Work order: Search the records for the string "train". Copy each line where it occurs.

:: Supplied material

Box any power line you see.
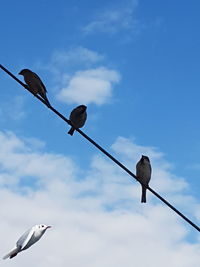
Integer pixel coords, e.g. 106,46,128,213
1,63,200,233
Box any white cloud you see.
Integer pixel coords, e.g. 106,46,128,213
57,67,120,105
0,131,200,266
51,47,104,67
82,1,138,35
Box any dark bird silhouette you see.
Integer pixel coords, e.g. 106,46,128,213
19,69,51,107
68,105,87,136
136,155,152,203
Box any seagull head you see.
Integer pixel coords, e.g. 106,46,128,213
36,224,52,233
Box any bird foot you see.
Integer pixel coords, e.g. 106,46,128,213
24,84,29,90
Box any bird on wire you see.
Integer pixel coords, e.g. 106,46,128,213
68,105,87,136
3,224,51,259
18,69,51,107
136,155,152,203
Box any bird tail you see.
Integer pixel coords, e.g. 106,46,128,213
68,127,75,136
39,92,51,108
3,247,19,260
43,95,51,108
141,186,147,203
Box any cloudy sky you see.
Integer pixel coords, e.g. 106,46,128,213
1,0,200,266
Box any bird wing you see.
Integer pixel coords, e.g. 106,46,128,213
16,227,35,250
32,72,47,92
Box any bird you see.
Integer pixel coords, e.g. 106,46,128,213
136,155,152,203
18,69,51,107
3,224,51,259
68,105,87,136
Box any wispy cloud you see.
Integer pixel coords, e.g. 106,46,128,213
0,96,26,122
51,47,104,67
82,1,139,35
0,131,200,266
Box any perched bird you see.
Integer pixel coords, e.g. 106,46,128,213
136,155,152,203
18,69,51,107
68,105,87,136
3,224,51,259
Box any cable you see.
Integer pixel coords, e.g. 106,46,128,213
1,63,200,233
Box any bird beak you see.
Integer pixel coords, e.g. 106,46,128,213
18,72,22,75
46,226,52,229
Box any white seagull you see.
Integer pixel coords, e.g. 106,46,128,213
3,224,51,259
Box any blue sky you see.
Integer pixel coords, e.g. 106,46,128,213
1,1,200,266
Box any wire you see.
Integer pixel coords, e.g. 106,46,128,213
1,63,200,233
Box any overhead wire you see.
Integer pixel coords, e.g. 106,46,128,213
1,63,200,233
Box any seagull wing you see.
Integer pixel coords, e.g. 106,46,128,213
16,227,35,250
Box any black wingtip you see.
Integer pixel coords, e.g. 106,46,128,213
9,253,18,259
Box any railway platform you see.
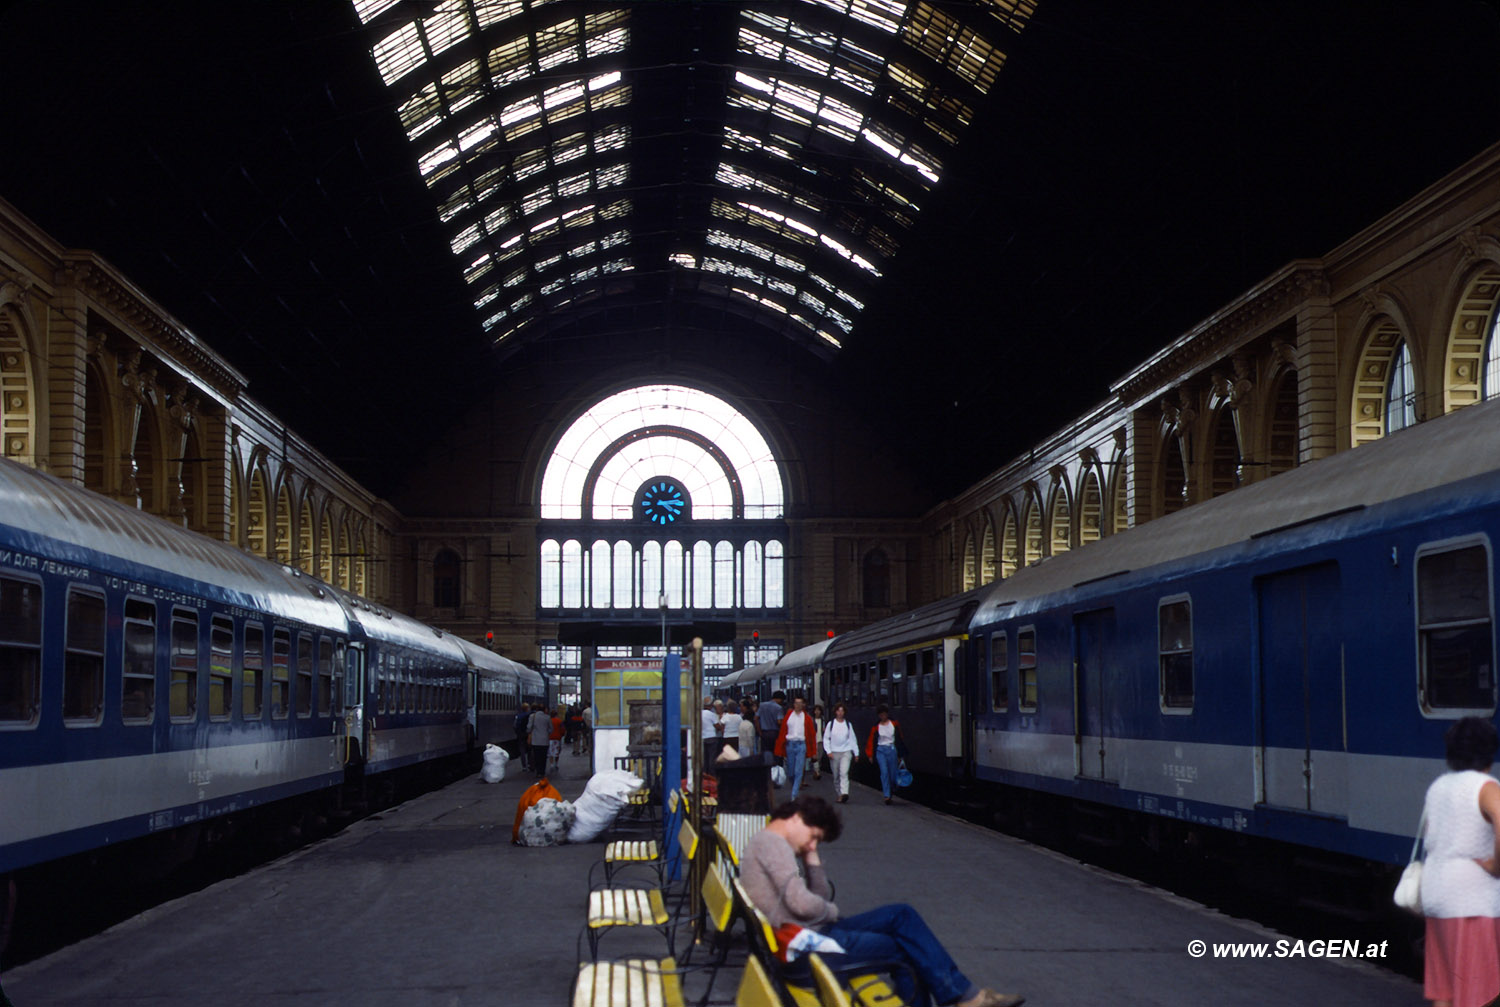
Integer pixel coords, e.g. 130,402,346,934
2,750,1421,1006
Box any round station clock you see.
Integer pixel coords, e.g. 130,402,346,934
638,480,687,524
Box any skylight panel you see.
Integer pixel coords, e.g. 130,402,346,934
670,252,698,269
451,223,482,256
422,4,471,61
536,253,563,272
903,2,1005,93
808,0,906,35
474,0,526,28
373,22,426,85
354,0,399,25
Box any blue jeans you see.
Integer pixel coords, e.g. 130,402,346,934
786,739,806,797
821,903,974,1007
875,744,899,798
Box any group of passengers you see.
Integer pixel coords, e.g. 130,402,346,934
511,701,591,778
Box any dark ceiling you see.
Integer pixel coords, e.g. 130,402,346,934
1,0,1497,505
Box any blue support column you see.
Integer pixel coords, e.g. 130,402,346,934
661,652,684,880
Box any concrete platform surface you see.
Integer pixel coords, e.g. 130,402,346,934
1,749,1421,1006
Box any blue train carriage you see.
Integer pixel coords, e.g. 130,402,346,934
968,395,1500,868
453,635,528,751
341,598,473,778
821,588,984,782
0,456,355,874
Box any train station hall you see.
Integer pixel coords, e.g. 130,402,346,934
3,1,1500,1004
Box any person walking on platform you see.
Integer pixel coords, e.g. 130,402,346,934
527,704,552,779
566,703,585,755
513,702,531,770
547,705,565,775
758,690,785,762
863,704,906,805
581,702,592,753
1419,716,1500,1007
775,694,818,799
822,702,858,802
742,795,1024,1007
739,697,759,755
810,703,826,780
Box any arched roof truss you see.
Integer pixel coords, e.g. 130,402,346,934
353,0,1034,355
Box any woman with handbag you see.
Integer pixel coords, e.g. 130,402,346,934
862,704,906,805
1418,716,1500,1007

::::

Result of this exercise:
Box any blue train carriage you see.
Box any train station hall you see.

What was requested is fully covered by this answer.